Cuplikan Catatan:
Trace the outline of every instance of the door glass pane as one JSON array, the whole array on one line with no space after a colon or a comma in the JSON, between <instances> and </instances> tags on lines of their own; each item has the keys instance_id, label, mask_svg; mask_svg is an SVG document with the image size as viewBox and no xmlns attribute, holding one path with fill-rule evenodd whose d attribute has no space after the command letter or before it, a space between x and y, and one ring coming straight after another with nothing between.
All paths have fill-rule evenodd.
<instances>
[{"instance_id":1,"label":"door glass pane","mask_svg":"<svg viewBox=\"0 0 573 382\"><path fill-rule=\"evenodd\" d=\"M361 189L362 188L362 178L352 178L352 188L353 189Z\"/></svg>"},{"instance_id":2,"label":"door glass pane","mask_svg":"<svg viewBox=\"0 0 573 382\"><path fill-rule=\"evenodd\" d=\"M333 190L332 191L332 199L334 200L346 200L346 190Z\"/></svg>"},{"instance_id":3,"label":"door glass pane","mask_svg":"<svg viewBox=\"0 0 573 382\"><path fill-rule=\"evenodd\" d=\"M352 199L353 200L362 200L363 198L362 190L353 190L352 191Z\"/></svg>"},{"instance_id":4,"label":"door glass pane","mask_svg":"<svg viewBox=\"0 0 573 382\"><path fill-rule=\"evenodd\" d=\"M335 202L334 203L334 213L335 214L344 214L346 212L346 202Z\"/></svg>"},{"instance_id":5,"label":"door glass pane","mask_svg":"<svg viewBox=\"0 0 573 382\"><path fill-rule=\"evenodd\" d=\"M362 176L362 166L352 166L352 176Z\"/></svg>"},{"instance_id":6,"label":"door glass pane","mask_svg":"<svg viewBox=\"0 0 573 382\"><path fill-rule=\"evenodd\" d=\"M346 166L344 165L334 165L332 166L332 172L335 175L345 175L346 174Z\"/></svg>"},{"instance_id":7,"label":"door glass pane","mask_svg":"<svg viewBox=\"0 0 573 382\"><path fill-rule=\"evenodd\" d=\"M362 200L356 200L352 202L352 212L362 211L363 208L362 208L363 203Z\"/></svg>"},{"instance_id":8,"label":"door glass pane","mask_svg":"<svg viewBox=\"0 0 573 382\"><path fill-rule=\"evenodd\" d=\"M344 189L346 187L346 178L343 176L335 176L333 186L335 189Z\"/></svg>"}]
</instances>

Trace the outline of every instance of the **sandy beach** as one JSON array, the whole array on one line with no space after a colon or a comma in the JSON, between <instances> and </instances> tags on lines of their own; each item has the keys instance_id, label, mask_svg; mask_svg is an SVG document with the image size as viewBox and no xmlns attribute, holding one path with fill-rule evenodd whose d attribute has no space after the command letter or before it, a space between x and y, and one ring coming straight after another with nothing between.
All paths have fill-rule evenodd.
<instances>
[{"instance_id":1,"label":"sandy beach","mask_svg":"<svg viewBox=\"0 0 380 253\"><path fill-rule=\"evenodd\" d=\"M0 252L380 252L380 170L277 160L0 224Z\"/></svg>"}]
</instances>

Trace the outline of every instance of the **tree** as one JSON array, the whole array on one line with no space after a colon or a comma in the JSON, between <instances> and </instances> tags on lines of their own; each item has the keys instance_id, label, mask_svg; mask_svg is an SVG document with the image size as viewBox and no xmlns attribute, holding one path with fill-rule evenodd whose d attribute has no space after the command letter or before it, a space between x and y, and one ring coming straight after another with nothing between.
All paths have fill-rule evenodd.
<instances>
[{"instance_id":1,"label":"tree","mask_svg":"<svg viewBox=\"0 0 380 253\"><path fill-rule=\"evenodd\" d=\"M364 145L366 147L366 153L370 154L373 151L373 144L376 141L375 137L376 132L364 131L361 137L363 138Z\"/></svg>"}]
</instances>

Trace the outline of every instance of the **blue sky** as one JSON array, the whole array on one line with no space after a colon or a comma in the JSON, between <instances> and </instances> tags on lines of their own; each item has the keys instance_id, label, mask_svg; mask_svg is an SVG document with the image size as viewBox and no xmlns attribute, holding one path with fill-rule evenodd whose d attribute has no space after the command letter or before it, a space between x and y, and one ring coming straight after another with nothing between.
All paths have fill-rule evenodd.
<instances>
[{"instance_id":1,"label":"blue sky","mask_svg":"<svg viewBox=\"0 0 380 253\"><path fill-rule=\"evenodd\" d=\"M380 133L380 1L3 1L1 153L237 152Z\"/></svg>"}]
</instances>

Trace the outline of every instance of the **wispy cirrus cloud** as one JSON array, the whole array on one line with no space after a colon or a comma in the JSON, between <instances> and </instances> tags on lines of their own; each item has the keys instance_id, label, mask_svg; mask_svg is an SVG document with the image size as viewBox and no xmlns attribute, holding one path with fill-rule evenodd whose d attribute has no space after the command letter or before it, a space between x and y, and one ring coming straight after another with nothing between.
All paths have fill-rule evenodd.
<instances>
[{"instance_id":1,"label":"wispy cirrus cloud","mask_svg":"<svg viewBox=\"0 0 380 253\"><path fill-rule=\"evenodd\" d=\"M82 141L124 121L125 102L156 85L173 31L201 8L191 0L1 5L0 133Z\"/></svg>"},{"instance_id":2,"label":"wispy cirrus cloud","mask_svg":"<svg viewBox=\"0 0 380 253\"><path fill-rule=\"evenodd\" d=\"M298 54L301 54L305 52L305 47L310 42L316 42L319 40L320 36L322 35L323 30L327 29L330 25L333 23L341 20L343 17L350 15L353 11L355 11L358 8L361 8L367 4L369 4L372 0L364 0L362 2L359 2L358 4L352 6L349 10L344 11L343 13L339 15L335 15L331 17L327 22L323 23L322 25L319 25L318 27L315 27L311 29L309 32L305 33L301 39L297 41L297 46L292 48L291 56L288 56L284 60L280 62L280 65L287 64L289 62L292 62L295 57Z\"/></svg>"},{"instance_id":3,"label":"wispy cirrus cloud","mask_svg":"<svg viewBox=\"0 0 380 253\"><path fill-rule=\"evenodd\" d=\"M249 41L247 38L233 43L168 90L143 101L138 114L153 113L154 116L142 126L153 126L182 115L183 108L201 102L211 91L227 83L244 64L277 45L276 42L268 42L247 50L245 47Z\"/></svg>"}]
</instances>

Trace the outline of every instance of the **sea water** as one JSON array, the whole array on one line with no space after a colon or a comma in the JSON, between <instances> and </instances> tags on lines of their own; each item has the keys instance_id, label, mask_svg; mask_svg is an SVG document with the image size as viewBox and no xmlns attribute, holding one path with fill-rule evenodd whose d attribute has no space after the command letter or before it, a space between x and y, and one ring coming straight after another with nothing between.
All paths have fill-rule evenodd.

Tujuan Latihan: Salin ulang setiap baris dari seluruh catatan di atas tanpa mengubah satu karakter pun.

Jawaban Tertulis:
Trace the outline of every instance of the door glass pane as one JSON array, the whole array on one line with no space after a colon or a comma in the JSON, between <instances> and </instances> tags on lines of their own; each item has the keys instance_id, label, mask_svg; mask_svg is an SVG document with the image size as viewBox and no xmlns attribute, holding one path with fill-rule evenodd whose d attribute has no space after the command letter or before it, a space between x and y, and one ring coming straight after another with nothing between.
All paths have fill-rule evenodd.
<instances>
[{"instance_id":1,"label":"door glass pane","mask_svg":"<svg viewBox=\"0 0 573 382\"><path fill-rule=\"evenodd\" d=\"M361 189L362 188L362 178L352 178L352 188L353 189Z\"/></svg>"},{"instance_id":2,"label":"door glass pane","mask_svg":"<svg viewBox=\"0 0 573 382\"><path fill-rule=\"evenodd\" d=\"M333 190L332 191L332 199L334 200L346 200L346 190Z\"/></svg>"},{"instance_id":3,"label":"door glass pane","mask_svg":"<svg viewBox=\"0 0 573 382\"><path fill-rule=\"evenodd\" d=\"M352 199L353 200L362 200L363 198L362 190L353 190L352 191Z\"/></svg>"},{"instance_id":4,"label":"door glass pane","mask_svg":"<svg viewBox=\"0 0 573 382\"><path fill-rule=\"evenodd\" d=\"M335 202L334 203L334 213L335 214L344 214L346 212L346 202Z\"/></svg>"},{"instance_id":5,"label":"door glass pane","mask_svg":"<svg viewBox=\"0 0 573 382\"><path fill-rule=\"evenodd\" d=\"M362 176L362 166L352 166L352 176Z\"/></svg>"},{"instance_id":6,"label":"door glass pane","mask_svg":"<svg viewBox=\"0 0 573 382\"><path fill-rule=\"evenodd\" d=\"M346 166L344 165L334 165L332 166L332 172L335 175L345 175L346 174Z\"/></svg>"},{"instance_id":7,"label":"door glass pane","mask_svg":"<svg viewBox=\"0 0 573 382\"><path fill-rule=\"evenodd\" d=\"M362 200L356 200L352 202L352 212L362 211L363 208L362 208L363 203Z\"/></svg>"},{"instance_id":8,"label":"door glass pane","mask_svg":"<svg viewBox=\"0 0 573 382\"><path fill-rule=\"evenodd\" d=\"M344 189L346 187L346 178L343 176L335 176L333 186L335 189Z\"/></svg>"}]
</instances>

Trace the outline of every instance of the **sandy beach** as one JSON array, the whole array on one line with no space after a colon or a comma in the JSON, between <instances> and </instances> tags on lines of their own; each item has the keys instance_id, label, mask_svg; mask_svg is an SVG document with the image size as viewBox and no xmlns attribute, holding one path with fill-rule evenodd whose d attribute has no space after the command letter or before it, a space between x and y, and one ring coming straight after another with nothing between.
All paths have fill-rule evenodd.
<instances>
[{"instance_id":1,"label":"sandy beach","mask_svg":"<svg viewBox=\"0 0 380 253\"><path fill-rule=\"evenodd\" d=\"M0 252L380 252L380 170L277 160L0 224Z\"/></svg>"}]
</instances>

Trace the outline of every instance of the **tree** as one JSON array, the whole array on one line with no space after a colon or a comma in the JSON, between <instances> and </instances> tags on lines of their own; each item has the keys instance_id, label, mask_svg; mask_svg is an SVG document with the image size as viewBox and no xmlns attribute, holding one path with fill-rule evenodd whose d attribute has no space after the command letter or before it, a space between x and y, and one ring coming straight after another with nothing between.
All paths have fill-rule evenodd.
<instances>
[{"instance_id":1,"label":"tree","mask_svg":"<svg viewBox=\"0 0 380 253\"><path fill-rule=\"evenodd\" d=\"M364 145L366 147L366 153L370 154L373 151L373 144L376 141L375 137L376 132L364 131L361 137L363 138Z\"/></svg>"}]
</instances>

Trace the outline of every instance of the **blue sky** as one JSON array, the whole array on one line with no space after a colon or a comma in the JSON, between <instances> and </instances> tags on lines of their own; each item has the keys instance_id, label, mask_svg; mask_svg is an SVG document with the image size as viewBox and no xmlns attribute, holding one path with fill-rule evenodd whose d attribute has no space after the command letter or before it, a space between x and y, and one ring coming straight after another with nothing between.
All paths have fill-rule evenodd.
<instances>
[{"instance_id":1,"label":"blue sky","mask_svg":"<svg viewBox=\"0 0 380 253\"><path fill-rule=\"evenodd\" d=\"M380 133L380 1L3 1L1 153L237 152Z\"/></svg>"}]
</instances>

Trace the outline of every instance of the **wispy cirrus cloud** as one JSON array, the whole array on one line with no space after a colon or a comma in the JSON, between <instances> and </instances> tags on lines of their own; each item has the keys instance_id, label, mask_svg; mask_svg is an SVG document with the image size as viewBox and no xmlns attribute, holding one path with fill-rule evenodd whose d attribute has no space after the command letter or before it, a space between x and y, and one ring coming straight after another with nothing between.
All paths have fill-rule evenodd.
<instances>
[{"instance_id":1,"label":"wispy cirrus cloud","mask_svg":"<svg viewBox=\"0 0 380 253\"><path fill-rule=\"evenodd\" d=\"M82 141L124 121L125 102L156 85L173 31L201 8L191 0L1 5L0 133Z\"/></svg>"},{"instance_id":2,"label":"wispy cirrus cloud","mask_svg":"<svg viewBox=\"0 0 380 253\"><path fill-rule=\"evenodd\" d=\"M298 54L301 54L305 52L305 47L310 42L316 42L319 40L320 36L322 35L323 30L327 29L330 25L333 23L341 20L343 17L350 15L353 11L355 11L358 8L361 8L367 4L369 4L372 0L364 0L362 2L359 2L358 4L352 6L349 10L344 11L343 13L339 15L335 15L331 17L327 22L323 23L322 25L319 25L318 27L315 27L311 29L309 32L305 33L301 39L297 41L297 46L292 48L291 56L288 56L284 60L280 62L280 65L287 64L289 62L292 62L295 57Z\"/></svg>"},{"instance_id":3,"label":"wispy cirrus cloud","mask_svg":"<svg viewBox=\"0 0 380 253\"><path fill-rule=\"evenodd\" d=\"M249 41L247 38L233 43L168 90L143 101L138 114L153 113L154 116L142 126L153 126L182 115L183 108L201 102L211 91L227 83L244 64L277 45L276 42L268 42L247 50L245 47Z\"/></svg>"}]
</instances>

Trace the outline of every instance of the **sea water** as one JSON array, the whole array on one line with no space after a colon or a comma in the JSON, between <instances> and </instances> tags on lines of their own; each item has the keys instance_id, label, mask_svg; mask_svg is an SVG document with the image size as viewBox and no xmlns attribute, holding one path with fill-rule evenodd whose d attribute has no space after the command letter or before it, a space between x and y, and one ring coming straight after another with nothing between.
All paths have fill-rule evenodd.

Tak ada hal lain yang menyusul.